» SET TASK
Write out the records word for word, starting with the line that contains "[seg] open manhole" and going on through the end of the records.

(Records excerpted from a collection)
========================
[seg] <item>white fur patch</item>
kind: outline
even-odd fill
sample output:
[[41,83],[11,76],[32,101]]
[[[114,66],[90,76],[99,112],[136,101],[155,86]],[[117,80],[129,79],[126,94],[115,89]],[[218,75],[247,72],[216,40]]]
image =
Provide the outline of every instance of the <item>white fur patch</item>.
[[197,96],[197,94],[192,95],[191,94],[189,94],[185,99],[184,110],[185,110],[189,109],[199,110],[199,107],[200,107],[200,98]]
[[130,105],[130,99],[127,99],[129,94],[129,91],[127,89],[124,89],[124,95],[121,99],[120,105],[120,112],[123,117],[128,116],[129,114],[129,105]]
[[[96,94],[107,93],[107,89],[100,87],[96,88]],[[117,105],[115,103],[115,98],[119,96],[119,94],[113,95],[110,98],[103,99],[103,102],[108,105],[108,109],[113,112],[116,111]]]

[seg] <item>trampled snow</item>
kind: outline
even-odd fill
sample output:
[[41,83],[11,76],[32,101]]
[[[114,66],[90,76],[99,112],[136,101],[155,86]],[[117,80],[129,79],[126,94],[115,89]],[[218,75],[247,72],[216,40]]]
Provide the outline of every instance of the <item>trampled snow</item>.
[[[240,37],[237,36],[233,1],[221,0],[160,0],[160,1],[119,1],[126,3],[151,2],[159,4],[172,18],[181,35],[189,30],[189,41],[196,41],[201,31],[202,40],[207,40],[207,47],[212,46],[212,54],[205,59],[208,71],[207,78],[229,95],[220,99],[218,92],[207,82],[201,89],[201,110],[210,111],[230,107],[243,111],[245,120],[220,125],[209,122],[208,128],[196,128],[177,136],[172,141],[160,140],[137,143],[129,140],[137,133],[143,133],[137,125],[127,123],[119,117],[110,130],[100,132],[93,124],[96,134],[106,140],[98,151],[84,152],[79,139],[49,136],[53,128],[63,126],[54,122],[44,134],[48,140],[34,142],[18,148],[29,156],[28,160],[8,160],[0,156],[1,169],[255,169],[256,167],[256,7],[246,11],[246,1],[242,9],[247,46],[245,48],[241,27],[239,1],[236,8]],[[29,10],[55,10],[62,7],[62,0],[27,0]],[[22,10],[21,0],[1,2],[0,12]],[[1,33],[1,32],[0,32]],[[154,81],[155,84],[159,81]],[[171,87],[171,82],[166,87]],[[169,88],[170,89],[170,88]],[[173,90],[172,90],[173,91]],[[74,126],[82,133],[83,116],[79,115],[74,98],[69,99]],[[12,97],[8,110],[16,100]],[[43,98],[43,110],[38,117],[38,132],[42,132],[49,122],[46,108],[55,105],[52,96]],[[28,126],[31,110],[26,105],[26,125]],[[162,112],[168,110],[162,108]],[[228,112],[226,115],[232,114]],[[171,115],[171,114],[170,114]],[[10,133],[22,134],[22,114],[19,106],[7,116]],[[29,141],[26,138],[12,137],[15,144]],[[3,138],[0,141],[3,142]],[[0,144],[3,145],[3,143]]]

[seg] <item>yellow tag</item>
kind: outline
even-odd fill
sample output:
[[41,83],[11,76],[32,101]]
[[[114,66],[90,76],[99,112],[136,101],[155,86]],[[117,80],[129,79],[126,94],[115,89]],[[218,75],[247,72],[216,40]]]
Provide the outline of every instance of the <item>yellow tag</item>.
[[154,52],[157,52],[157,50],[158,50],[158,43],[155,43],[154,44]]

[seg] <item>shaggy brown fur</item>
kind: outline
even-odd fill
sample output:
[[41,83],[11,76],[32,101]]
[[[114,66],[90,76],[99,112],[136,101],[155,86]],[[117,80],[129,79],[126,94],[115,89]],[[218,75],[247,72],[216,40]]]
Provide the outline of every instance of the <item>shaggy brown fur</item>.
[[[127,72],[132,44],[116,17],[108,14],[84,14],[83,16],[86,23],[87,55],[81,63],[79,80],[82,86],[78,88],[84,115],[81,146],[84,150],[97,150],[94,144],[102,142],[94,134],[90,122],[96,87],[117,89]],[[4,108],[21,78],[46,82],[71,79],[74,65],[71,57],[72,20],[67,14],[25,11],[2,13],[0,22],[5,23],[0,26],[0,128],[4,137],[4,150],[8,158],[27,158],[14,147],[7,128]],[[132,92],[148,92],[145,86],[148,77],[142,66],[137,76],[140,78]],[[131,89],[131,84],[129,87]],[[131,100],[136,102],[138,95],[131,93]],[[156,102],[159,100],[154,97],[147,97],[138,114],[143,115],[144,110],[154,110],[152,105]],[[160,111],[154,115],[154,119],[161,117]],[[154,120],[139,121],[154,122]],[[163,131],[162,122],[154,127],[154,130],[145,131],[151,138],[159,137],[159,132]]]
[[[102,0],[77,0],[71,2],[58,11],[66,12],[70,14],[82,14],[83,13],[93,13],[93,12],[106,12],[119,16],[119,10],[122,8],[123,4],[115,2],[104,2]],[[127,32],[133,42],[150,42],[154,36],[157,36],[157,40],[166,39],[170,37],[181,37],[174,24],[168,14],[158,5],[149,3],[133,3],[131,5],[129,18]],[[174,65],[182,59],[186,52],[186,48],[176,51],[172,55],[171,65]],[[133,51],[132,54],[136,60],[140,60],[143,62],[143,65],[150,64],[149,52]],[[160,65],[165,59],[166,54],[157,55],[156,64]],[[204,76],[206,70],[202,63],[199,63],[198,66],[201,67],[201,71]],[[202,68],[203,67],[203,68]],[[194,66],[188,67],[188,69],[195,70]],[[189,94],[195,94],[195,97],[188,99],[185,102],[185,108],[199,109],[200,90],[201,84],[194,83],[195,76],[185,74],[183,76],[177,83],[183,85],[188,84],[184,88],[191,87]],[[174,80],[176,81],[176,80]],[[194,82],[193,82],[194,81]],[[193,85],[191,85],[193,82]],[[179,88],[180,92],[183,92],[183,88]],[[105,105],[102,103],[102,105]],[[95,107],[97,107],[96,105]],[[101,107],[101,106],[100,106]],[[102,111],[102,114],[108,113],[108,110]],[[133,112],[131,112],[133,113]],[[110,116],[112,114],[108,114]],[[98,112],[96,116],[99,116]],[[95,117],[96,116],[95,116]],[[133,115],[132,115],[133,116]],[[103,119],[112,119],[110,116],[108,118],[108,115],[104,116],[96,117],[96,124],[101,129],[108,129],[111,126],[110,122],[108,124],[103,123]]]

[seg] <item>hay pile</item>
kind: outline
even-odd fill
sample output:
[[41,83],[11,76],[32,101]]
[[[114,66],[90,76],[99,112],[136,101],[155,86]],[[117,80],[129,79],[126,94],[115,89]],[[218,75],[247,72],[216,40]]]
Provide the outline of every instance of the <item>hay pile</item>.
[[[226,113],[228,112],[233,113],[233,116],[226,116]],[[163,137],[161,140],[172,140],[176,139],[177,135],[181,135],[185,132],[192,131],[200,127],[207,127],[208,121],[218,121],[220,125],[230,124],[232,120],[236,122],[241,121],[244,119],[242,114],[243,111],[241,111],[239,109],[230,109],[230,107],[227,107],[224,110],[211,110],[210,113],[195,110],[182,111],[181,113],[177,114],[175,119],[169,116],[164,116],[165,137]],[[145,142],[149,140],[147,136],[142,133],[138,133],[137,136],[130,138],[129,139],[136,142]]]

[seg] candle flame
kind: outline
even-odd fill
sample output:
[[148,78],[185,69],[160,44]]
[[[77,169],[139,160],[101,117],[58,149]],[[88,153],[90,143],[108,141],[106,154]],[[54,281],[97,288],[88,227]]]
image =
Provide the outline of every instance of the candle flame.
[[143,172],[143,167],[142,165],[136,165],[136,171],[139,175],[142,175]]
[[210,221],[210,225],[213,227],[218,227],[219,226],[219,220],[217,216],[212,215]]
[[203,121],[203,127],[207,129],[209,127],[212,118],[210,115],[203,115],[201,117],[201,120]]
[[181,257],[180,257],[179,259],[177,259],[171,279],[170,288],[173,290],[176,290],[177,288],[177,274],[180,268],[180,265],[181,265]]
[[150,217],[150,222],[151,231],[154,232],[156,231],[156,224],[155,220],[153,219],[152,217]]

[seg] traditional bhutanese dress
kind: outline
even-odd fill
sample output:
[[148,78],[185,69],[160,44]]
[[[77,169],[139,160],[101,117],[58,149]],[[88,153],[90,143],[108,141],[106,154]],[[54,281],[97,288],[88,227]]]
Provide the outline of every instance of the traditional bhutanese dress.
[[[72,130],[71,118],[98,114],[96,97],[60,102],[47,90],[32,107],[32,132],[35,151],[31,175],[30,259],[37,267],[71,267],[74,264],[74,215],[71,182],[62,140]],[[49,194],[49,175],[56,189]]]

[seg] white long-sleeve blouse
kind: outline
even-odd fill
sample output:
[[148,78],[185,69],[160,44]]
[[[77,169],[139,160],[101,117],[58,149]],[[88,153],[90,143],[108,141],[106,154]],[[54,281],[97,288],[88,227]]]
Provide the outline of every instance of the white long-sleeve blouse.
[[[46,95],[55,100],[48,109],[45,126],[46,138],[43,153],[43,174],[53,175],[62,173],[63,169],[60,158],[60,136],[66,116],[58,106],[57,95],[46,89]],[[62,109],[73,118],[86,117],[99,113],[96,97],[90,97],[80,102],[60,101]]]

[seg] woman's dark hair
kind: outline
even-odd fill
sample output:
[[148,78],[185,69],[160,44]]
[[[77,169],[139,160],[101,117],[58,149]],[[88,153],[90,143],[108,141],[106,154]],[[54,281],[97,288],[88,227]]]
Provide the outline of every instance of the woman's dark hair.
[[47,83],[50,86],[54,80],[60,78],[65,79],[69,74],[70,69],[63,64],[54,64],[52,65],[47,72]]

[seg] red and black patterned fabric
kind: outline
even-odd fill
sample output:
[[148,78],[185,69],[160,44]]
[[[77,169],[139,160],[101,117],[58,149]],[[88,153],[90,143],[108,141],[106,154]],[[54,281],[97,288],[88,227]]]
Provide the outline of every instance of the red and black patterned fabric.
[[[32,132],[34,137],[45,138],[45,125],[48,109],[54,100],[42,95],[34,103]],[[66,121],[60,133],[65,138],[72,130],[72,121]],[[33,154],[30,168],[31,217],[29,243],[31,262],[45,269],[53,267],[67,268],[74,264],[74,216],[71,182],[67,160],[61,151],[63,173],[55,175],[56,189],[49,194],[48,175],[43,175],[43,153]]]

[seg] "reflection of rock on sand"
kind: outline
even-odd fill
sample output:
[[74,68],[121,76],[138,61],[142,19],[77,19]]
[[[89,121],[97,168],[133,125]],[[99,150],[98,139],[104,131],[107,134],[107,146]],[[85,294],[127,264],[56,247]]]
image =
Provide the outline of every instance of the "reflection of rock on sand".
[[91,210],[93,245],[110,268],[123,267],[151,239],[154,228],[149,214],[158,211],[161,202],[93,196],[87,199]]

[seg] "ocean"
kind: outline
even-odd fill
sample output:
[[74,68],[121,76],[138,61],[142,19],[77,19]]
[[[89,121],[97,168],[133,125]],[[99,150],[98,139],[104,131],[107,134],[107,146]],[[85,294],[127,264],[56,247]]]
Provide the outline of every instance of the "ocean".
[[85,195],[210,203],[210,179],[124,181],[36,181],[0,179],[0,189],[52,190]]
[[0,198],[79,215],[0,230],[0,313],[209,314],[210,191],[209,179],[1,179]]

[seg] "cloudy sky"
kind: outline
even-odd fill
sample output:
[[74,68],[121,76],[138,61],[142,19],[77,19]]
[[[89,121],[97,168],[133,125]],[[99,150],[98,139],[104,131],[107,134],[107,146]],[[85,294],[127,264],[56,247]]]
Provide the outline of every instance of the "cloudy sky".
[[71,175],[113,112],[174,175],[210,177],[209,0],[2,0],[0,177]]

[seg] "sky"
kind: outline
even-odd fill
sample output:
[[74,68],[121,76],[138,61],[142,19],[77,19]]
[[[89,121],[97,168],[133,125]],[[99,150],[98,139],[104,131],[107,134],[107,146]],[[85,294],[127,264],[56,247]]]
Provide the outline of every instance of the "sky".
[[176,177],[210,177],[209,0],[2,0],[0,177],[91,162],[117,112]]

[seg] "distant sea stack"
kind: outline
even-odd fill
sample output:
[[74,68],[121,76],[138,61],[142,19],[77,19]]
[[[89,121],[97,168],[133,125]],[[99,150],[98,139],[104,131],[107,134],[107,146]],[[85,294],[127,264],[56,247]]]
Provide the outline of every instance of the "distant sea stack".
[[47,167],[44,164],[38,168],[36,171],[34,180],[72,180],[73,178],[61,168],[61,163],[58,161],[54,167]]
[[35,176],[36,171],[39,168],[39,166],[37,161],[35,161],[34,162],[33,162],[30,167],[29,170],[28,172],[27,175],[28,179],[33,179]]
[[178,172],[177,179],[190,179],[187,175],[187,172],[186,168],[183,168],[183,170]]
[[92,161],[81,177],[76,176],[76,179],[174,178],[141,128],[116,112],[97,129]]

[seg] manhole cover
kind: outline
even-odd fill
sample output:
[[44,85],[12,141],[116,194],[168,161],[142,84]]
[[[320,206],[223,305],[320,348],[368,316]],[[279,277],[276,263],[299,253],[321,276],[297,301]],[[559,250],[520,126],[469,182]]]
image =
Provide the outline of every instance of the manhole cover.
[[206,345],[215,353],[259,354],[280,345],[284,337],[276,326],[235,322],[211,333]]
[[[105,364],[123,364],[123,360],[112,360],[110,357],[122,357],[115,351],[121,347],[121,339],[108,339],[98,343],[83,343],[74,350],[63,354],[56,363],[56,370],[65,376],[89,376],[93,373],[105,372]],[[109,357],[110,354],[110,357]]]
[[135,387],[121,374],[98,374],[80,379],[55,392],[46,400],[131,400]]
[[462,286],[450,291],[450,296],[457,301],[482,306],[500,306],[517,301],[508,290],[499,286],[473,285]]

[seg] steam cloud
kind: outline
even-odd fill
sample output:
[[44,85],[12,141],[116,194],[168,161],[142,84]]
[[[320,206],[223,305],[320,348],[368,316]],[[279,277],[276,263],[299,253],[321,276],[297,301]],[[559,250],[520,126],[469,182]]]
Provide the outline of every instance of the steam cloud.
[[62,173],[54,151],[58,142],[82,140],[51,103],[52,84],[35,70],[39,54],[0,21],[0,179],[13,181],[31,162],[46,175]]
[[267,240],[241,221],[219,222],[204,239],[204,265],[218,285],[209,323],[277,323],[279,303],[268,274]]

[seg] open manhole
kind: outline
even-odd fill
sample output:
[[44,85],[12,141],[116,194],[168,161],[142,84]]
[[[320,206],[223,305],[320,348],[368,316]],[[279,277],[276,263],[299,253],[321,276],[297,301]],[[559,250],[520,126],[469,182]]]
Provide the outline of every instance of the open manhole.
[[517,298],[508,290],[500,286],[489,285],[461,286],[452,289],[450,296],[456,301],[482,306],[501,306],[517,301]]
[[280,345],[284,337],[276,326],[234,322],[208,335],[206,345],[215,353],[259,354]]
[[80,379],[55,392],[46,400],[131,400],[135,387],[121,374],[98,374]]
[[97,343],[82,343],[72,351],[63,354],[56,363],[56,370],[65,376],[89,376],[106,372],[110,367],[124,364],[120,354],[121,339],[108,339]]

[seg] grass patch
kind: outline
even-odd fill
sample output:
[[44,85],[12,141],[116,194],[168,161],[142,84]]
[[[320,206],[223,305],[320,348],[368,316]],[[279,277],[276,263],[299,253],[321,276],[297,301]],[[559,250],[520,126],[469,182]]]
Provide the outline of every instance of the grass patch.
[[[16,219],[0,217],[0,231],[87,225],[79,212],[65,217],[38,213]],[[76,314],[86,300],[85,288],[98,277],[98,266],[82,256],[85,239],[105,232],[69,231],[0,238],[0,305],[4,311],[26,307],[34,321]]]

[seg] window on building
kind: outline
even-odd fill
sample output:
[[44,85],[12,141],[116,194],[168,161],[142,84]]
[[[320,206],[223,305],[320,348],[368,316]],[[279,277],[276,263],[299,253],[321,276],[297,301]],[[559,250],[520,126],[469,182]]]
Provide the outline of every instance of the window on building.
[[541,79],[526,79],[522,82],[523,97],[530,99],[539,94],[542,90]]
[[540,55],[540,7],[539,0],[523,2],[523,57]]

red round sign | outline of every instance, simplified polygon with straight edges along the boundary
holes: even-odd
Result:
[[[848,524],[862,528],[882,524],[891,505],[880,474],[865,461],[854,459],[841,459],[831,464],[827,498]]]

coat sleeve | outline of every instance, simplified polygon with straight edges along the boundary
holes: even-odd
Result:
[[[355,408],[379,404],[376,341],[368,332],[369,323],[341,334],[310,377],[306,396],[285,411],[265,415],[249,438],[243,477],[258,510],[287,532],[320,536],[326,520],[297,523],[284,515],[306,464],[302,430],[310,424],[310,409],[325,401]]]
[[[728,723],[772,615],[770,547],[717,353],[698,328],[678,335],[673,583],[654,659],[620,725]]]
========================
» FINISHED ANSWER
[seg] open manhole
kind: outline
even-odd fill
sample output:
[[44,85],[12,141],[116,194],[168,161],[142,84]]
[[[320,206],[223,305],[320,348],[368,316]],[[279,277],[276,263],[299,253],[321,276],[297,301]],[[559,250],[520,126],[469,182]]]
Provide the outline of every instance of the open manhole.
[[517,298],[508,290],[500,286],[489,285],[461,286],[452,289],[450,296],[456,301],[482,306],[501,306],[517,301]]
[[280,345],[284,337],[276,326],[234,322],[208,335],[206,345],[215,353],[259,354]]
[[80,379],[55,392],[46,400],[131,400],[135,387],[121,374],[98,374]]
[[97,343],[82,343],[72,351],[63,354],[56,363],[56,370],[65,376],[89,376],[106,372],[110,367],[124,364],[120,354],[121,339],[108,339]]

[seg] grass patch
kind: outline
even-odd fill
sample output:
[[44,85],[12,141],[116,194],[168,161],[142,84]]
[[[320,206],[223,305],[320,348],[368,316]],[[279,277],[276,263],[299,253],[321,276],[297,301]],[[559,250],[520,126],[469,182]]]
Provide the outline of every instance of the grass patch.
[[[16,219],[0,217],[0,231],[87,225],[79,212],[65,217],[38,213]],[[76,314],[86,300],[85,288],[98,277],[98,266],[82,256],[85,239],[105,232],[69,231],[0,238],[0,305],[4,311],[26,307],[34,321]]]

[seg] window on building
kind: outline
even-odd fill
sample output:
[[44,85],[12,141],[116,194],[168,161],[142,84]]
[[[320,206],[223,305],[320,348],[368,316]],[[279,277],[276,263],[299,253],[321,276],[297,301]],[[559,250],[520,126],[469,182]]]
Provide the outline of every instance of the window on building.
[[541,79],[526,79],[522,82],[523,97],[530,99],[539,94],[542,90]]
[[540,55],[540,7],[539,0],[523,2],[523,57]]

red round sign | outline of every instance, simplified polygon with straight edges along the boundary
holes: even-odd
Result:
[[[848,524],[862,528],[882,524],[891,505],[880,474],[865,461],[854,459],[841,459],[831,464],[827,498]]]

coat sleeve | outline of every instance, simplified polygon with straight edges along the boundary
holes: even-odd
Result:
[[[355,408],[379,404],[376,341],[368,332],[369,323],[341,334],[310,377],[306,396],[285,411],[265,415],[249,438],[243,477],[258,510],[287,532],[320,536],[326,520],[297,523],[284,515],[306,464],[302,430],[310,424],[310,409],[325,401]]]
[[[728,723],[772,615],[770,547],[717,353],[698,328],[678,335],[673,583],[654,659],[620,725]]]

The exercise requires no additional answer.